[Opening SOURCE DATA section]
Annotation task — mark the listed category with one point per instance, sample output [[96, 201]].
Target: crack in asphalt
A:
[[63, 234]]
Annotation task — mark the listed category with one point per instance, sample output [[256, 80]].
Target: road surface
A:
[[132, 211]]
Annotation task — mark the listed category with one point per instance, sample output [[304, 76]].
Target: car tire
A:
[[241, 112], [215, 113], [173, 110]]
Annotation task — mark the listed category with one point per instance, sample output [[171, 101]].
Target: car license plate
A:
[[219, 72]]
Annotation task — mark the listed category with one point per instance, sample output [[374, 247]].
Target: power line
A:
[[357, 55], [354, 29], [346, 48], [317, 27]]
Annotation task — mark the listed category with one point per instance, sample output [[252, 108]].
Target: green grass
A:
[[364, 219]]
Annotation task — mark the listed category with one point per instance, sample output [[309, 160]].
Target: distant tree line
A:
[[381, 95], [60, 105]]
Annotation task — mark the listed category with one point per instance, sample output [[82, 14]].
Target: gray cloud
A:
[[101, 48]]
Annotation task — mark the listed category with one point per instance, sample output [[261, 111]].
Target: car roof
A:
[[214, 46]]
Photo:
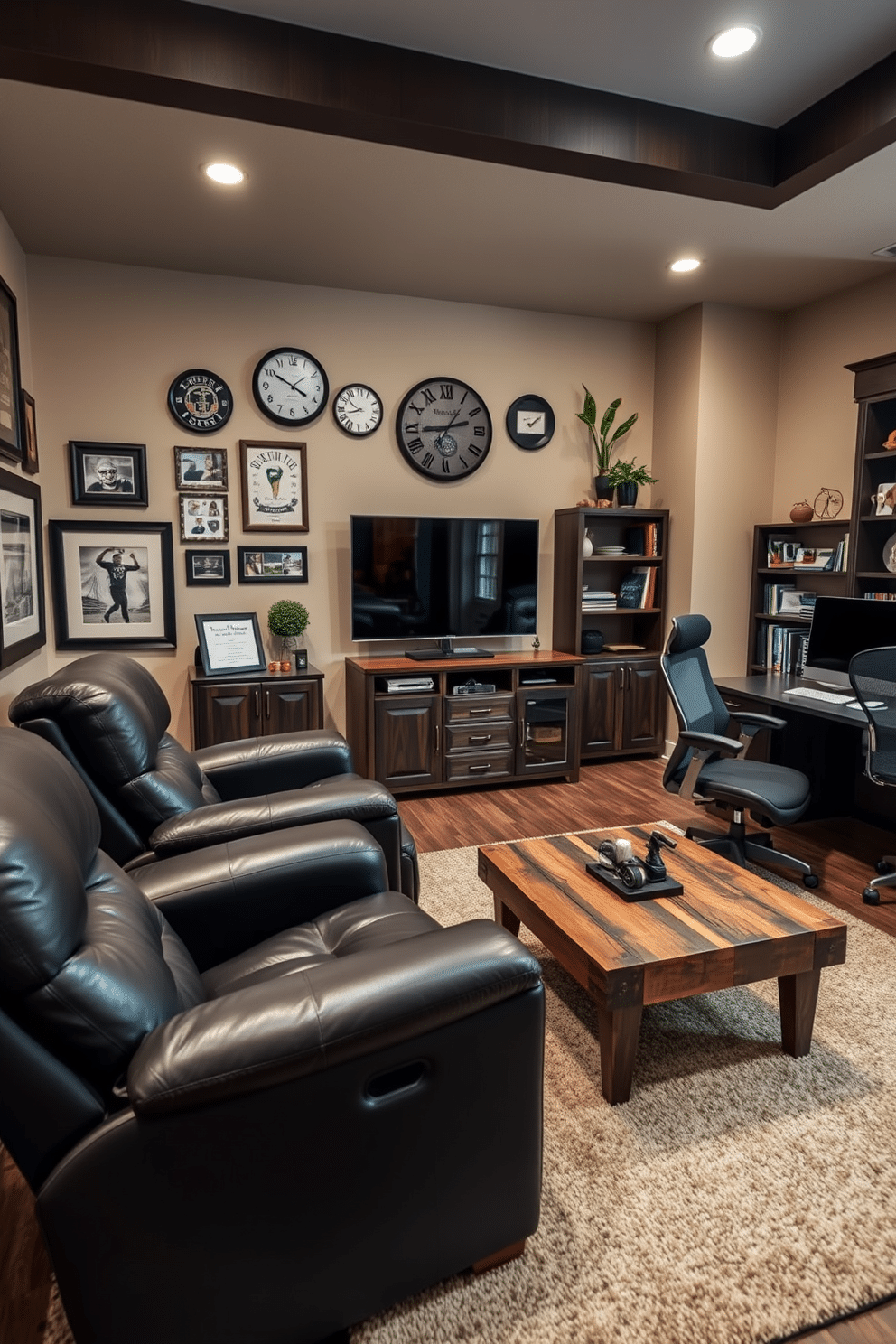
[Closing SOURCE DATA section]
Transcribe each record exactly as it appears, but omit every picture.

Annotation task — mark the listed category with one point per instance, sample output [[96, 201]].
Target: crack in asphalt
A:
[[63, 234]]
Annotation task — mark the listed category with one point per instance, sample output [[256, 80]].
Target: road surface
A:
[[132, 211]]
Annotation task — mark the listed category with one point per instance, sample output [[304, 76]].
Target: car tire
A:
[[241, 112], [215, 113], [173, 110]]
Annotation task — mark the listed category with one point per instance, sample output [[171, 101]].
Target: car license plate
A:
[[219, 72]]
Annotation task — mark the listed category with one point per instance, sample output [[374, 247]].
Target: power line
A:
[[357, 55], [354, 29], [346, 48], [317, 27]]
Annotation task — mark the listed category with one point per instance, sample output [[252, 108]].
Target: green grass
A:
[[364, 219]]
Annotation task — mark the listed category with one point per instance, sample output [[309, 160]].
Target: distant tree line
A:
[[381, 95], [60, 105]]
Annotation task — mark the listed category with one point per instance, sample output [[82, 14]].
Target: gray cloud
A:
[[101, 48]]
Annotation task — mark the listed category with one point per instance, sample output [[261, 111]].
Target: car roof
A:
[[214, 46]]
Photo:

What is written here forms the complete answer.